» TEXT EXTRACT
----------

Globalization and Complexity

To think clearly about globalization, one must first consider how the modern international system came to be. After World War II (WWII), the United States found itself as the world’s preeminent economic power as the industrial base of Europe, Russia, Japan, and so much of the rest of the globe were severely damaged. The decades after the war provided an opportunity for the United States, given their economic preeminence, to help rest of the world develop economically. This provided a source of status for American officials as they travelled the world dispensing advice and wealth to the world’s underdeveloped nations. Note too that the very term “underdeveloped” reified the development concept to the extent that development is of course a goal to be desired and sought by all countries. Note also that the international social bargains and narratives established after WWII all assume American international leadership that sustains and maintains the international system.

As noted by economist Michael Spence, writing for the World Economic Forum (WEF) however, all good things must come to an end. Those “good things”—or more accurately, “public goods” provided by the United States since WWII—take a range of forms, both security “guns” and economic “butter”. For example, the United States continues to participate and promote the North Atlantic Treaty Organization (NATO) that protects Europe from Soviet Union even though the Soviet Union ceased to exist over twenty-five years ago. Moreover, Europe has been able to afford to protect itself for longer than that, and the European Union (EU) has used the extra money it saved not buying guns to buy butter — i.e., to fund a lavish welfare system. Economically, the United States has participated in multiple multilateral trade deals, such as the North American Free Trade Agreement (NAFTA), that have undeniably reduced trade barriers and increased trade. Such trade deals have significantly impacted traditional manufacturing in the US and other developed nations while helping Mexico, China, and other developing countries. President Barack Obama sought to further free trade through the Trans-Pacific Partnership (TPP) as part of his “Pivot to Asia” strategy. The impact of TPP on American jobs was unclear and was being debated until Donald Trump was elected, and now the TPP appears, “dead in the water.”

Spence notes that while free trade increases economic equality among countries, it may also increase economic inequality within countries. His observation is both accurate and commendable for a range of reasons. First, Spence’s understanding is nuanced as he recognizes that all good things do not go together, an all to common error in today’s soundbite driven 24 hour news cycle society. While policies generally and globalization policies specifically throw off both benefits and costs, this is not always recognized by economic policy analysts. Second, he recognizes that these costs and benefits of free trade policies obtain differentially though space, with increased equality at the international scale being entirely compatible with and related to problematic inequality at the national scale. Third, he recognizes that these costs are fueling nationalist movements to reconsider globalist policies and norms, and the trajectory and outcomes of these movements is not clear.

----------

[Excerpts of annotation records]

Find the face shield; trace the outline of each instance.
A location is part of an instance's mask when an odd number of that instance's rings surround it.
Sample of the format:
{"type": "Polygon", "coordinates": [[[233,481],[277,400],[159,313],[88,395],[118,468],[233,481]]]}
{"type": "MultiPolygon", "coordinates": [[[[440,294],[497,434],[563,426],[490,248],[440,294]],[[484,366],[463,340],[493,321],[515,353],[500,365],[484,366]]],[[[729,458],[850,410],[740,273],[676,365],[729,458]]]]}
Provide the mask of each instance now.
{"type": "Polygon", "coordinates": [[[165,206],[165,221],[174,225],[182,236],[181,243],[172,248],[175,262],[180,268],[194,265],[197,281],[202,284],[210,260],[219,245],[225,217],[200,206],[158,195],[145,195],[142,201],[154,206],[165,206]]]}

----------

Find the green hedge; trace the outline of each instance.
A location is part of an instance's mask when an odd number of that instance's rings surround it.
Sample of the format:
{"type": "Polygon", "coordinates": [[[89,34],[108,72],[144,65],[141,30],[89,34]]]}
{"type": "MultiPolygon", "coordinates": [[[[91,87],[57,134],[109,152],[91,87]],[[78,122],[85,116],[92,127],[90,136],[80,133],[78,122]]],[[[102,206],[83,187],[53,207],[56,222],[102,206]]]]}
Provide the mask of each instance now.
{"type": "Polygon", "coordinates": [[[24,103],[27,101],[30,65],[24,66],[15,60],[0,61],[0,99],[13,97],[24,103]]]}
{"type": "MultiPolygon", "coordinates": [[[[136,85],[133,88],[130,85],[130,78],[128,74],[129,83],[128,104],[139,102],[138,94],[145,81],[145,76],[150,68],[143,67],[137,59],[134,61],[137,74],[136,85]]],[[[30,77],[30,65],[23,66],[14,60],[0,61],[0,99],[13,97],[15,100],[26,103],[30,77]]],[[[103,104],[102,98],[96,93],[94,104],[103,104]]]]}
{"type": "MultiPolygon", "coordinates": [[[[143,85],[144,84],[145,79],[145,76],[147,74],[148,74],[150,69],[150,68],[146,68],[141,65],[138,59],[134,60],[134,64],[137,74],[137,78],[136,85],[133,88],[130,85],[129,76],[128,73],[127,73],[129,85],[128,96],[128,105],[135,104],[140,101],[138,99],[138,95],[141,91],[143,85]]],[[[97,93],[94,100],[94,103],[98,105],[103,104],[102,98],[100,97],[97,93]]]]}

----------

» PROBLEM SET
**A)** Answer these questions from the globalization text:
(i) For which organization was Michael Spence writing?
(ii) What did the European Union use the money it saved by not buying guns to do?
(iii) According to Spence, what may free trade increase within countries?
**B)** Count the lines of the records that contain the word "each". Give only the number.

» TASK-BY-TASK SOLUTIONS
**A)**
(i) The World Economic Forum (WEF)
(ii) To fund a lavish welfare system
(iii) Economic inequality

**B)** 4